» **WORK INSTRUCTIONS**
According to the text on Muslim peoples, what share of native Arabic speakers worldwide are Christians, Druzes, Jews, or animists?

The peoples who have embraced Islam form what the Armenian American scholar Vartan Gregorian has called a mosaic, not a monolith. They are widely various, inhabiting traditional lands, industrialized European cities, and every terrain in between. They practice business, plant crops, and herd cattle, and they speak a multitude of languages. Though they are unified by their belief in the Qur’an and the use of Arabic in worship, they also retain their distinct ethnic identities. This chapter discusses a small but representative sample of groups whose populations are largely, if not wholly, Muslim.
An Arab is commonly defined as anyone whose native language is Arabic. Before the spread of Islam and, with it, the Arabic language, Arab referred to any of the largely nomadic Semitic inhabitants of the Arabian Peninsula. In modern usage, it embraces any of the Arabic-speaking peoples living in the vast region from Mauritania, on the Atlantic coast of Africa, to southwestern Iran, including the entire Maghrib (the region of North Africa bordering the Mediterranean Sea), Egypt and The Sudan, the Arabian Peninsula, and Syria and Iraq.
This diverse assortment of peoples defies physical stereotyping, because there is considerable regional variation. The early Arabs of the Arabian Peninsula were predominantly nomadic pastoralists who herded their sheep, goats, and camels through the harsh desert environment. Settled Arabs practiced date and cereal agriculture in the oases, which also served as trade centres for the caravans transporting the spices, ivory, and gold of southern Arabia and the Horn of Africa to the civilizations farther north. The distinction between the desert nomads, on the one hand, and town dwellers and agriculturists, on the other, still pervades much of the Arab world.
Islam, which developed in the west-central Arabian Peninsula in the early 7th century CE, was the religious force that united the desert subsistence nomads—the Bedouins—with the town dwellers of the oases. Within a century, Islam spread throughout most of the present-day Arabic-speaking world, and beyond, from Central Asia to the Iberian Peninsula. Arabic, the language of the Islamic sacred scripture (the Qur’an), was adopted throughout much of the Middle East and North Africa as a result of the rapidly established supremacy of Islam in those regions. Other elements of Arab culture, including the veneration of the desert nomad’s life, were integrated with many local traditions. Arabs of today, however, are not exclusively Muslim; approximately 5 percent of the native speakers of Arabic worldwide are Christians, Druzes, Jews, or animists.

[Items from a data source]
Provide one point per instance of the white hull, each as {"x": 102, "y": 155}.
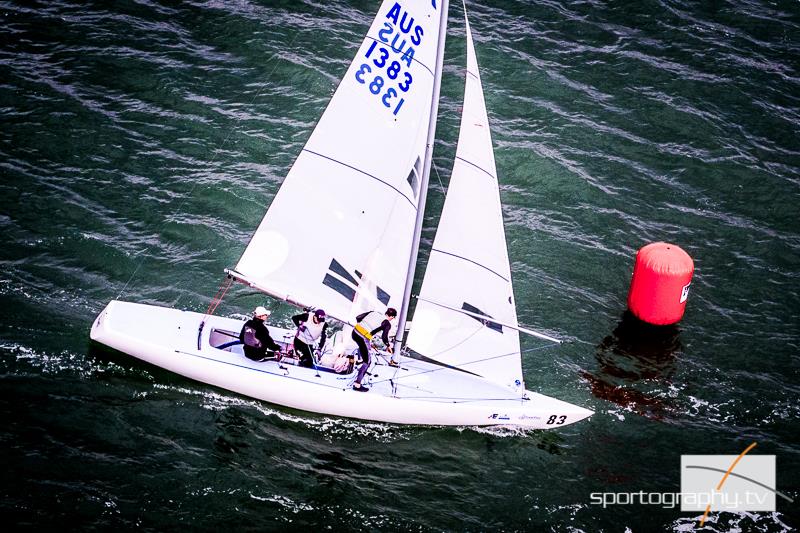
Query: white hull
{"x": 416, "y": 393}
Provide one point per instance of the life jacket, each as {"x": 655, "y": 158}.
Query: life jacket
{"x": 250, "y": 337}
{"x": 369, "y": 324}
{"x": 312, "y": 331}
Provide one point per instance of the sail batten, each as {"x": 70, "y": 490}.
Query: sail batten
{"x": 465, "y": 315}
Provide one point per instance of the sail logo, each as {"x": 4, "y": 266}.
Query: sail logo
{"x": 350, "y": 284}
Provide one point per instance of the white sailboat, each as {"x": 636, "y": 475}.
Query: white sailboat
{"x": 364, "y": 172}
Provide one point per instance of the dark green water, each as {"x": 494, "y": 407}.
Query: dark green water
{"x": 141, "y": 143}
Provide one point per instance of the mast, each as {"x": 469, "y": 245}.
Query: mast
{"x": 426, "y": 172}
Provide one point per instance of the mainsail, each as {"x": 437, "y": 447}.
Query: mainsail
{"x": 468, "y": 267}
{"x": 340, "y": 230}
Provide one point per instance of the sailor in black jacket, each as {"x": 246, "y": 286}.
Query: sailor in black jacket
{"x": 256, "y": 338}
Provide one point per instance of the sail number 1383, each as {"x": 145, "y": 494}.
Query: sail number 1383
{"x": 400, "y": 80}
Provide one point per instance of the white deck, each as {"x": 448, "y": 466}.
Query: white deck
{"x": 416, "y": 393}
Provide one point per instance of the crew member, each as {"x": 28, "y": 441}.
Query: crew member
{"x": 310, "y": 327}
{"x": 368, "y": 325}
{"x": 256, "y": 338}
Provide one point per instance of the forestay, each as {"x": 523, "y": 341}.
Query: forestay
{"x": 339, "y": 232}
{"x": 468, "y": 267}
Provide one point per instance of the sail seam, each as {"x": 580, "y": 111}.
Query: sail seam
{"x": 471, "y": 261}
{"x": 365, "y": 173}
{"x": 478, "y": 167}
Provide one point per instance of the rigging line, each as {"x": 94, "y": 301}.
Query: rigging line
{"x": 468, "y": 260}
{"x": 213, "y": 156}
{"x": 398, "y": 378}
{"x": 436, "y": 169}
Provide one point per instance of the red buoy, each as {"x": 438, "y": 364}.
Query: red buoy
{"x": 660, "y": 283}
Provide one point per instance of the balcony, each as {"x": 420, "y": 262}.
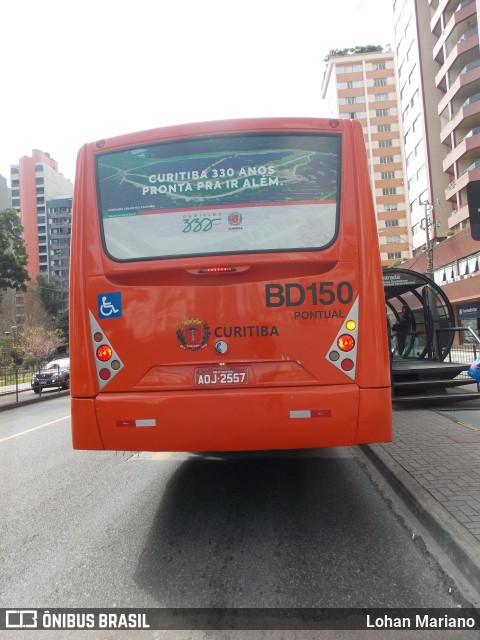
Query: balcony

» **EXPECTED ANSWER**
Approximately 5 percent.